Transcribe, word for word, the rows below from the line containing "of the vanity" through the final line of the rows, including both ends.

====== DATA SECTION

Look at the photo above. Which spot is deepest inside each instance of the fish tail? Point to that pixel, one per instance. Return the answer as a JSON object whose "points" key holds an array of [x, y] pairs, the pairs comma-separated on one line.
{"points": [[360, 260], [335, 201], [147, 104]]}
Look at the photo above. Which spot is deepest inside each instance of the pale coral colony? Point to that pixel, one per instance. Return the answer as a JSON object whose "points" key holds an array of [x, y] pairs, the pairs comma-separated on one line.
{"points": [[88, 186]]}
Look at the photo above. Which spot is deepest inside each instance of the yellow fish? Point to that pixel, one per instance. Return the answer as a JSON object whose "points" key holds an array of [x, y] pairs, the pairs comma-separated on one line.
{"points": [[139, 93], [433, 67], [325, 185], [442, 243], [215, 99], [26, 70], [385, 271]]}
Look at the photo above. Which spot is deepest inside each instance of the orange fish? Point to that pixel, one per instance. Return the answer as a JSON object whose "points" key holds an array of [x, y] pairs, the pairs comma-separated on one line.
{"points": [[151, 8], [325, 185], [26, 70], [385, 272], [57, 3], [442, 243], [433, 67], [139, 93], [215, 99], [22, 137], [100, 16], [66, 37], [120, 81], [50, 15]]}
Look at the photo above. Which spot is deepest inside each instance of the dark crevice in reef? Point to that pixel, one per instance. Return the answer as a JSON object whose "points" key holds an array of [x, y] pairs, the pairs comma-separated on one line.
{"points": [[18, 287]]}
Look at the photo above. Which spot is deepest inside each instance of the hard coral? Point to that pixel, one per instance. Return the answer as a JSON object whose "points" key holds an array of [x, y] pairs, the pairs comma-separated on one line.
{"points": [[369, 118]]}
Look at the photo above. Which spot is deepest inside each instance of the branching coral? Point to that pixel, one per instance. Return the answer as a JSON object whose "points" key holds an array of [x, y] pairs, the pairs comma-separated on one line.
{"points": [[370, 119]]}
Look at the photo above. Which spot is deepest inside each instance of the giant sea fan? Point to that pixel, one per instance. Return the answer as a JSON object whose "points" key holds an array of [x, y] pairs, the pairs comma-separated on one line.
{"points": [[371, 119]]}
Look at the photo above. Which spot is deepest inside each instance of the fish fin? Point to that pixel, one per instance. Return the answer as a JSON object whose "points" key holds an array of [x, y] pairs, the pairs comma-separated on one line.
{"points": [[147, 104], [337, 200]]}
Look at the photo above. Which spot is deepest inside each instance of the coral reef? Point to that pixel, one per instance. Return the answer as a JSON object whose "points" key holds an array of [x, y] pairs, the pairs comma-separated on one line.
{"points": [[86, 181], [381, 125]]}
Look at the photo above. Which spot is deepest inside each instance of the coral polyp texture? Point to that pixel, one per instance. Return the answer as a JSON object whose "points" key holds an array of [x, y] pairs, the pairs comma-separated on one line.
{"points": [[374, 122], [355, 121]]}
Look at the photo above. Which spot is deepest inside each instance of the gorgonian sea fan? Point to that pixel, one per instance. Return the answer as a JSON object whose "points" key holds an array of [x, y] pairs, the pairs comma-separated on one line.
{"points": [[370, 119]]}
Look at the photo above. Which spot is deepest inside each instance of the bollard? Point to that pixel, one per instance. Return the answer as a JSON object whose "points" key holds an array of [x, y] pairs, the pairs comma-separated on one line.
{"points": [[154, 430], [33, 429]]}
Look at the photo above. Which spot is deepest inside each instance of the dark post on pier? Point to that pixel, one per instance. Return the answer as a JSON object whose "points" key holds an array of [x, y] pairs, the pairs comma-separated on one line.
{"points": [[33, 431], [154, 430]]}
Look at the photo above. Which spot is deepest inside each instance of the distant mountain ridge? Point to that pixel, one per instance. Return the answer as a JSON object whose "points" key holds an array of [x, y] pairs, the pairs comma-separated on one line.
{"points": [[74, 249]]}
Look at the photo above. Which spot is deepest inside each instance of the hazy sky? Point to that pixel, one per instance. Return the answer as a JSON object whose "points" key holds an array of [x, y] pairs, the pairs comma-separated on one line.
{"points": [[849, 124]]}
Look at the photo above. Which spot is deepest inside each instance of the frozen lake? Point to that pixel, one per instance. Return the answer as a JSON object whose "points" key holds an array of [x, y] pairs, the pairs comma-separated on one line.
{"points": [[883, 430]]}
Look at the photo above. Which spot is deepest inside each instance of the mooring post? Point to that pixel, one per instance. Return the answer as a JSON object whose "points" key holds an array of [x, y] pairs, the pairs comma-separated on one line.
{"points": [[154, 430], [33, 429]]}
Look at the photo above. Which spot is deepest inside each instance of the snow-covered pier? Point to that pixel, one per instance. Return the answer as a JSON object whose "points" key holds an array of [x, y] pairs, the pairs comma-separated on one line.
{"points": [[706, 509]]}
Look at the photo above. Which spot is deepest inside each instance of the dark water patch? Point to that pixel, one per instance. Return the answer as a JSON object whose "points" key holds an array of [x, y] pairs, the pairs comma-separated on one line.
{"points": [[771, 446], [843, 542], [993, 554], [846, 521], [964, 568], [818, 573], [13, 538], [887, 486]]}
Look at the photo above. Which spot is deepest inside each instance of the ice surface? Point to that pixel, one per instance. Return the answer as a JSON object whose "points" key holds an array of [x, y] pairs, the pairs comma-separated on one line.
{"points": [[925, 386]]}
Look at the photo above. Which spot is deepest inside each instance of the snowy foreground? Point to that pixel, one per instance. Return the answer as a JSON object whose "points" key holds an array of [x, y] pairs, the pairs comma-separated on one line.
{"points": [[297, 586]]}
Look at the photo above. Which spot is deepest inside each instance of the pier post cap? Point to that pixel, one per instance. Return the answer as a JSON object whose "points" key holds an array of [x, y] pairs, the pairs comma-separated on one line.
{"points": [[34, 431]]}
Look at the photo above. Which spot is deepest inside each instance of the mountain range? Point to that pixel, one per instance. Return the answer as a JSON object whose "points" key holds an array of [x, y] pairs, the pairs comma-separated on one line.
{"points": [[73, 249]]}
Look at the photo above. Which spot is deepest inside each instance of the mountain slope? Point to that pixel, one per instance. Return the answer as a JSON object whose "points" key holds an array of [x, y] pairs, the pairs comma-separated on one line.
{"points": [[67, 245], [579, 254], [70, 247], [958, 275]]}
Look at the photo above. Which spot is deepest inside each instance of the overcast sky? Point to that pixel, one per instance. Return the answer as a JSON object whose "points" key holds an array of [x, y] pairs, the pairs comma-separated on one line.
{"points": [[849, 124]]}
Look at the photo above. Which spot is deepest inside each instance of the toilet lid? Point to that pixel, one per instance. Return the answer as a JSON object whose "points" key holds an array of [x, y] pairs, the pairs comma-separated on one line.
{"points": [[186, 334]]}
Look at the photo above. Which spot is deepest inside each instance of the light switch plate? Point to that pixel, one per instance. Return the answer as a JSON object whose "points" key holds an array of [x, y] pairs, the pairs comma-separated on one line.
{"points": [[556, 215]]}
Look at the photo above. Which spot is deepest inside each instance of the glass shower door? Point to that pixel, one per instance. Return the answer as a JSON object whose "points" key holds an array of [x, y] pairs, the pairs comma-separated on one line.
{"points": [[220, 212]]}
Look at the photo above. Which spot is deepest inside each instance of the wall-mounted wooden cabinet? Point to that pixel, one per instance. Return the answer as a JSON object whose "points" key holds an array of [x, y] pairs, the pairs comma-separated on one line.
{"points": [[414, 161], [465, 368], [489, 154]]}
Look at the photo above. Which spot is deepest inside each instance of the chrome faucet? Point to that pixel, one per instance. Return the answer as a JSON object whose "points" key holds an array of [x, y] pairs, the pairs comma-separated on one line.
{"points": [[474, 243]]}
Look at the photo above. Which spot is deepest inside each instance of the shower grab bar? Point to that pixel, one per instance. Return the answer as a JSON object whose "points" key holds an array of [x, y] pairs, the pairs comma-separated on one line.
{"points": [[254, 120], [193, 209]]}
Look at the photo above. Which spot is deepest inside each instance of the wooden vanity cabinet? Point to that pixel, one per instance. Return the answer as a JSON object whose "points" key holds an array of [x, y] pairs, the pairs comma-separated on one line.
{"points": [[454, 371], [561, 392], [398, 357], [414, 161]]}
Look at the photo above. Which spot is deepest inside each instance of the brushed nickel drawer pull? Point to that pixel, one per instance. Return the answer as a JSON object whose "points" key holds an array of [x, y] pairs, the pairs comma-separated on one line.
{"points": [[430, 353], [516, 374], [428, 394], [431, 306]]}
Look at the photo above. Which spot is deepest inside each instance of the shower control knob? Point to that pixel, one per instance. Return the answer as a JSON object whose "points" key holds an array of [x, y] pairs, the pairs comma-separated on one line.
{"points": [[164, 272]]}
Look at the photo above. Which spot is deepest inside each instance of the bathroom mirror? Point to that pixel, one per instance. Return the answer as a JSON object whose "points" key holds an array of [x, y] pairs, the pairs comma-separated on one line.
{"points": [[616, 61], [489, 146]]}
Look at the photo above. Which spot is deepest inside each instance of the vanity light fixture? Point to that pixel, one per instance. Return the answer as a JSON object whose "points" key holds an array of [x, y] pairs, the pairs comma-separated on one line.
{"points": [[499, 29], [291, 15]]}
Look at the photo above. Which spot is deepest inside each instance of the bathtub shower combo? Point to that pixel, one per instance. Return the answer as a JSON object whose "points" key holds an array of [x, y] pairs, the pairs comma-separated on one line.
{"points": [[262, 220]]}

============

▶ [EXPECTED ANSWER]
Look at the photo above. Which spot is deepest inside each instance of the vanity light fixture? Point to that pixel, one per instance. Return the answer as a JSON object whose "points" key holds an array of [x, y] pairs, the pairs comma-separated on one line.
{"points": [[499, 29], [291, 15]]}
Look at the photo above. Which spot is deepest inside each instance of the bathtub shower combo? Point to that pixel, one per instance. Return the answer as a JSON object whose "points" key holds an array of [x, y] pairs, the pairs comma-separated on one line.
{"points": [[262, 220]]}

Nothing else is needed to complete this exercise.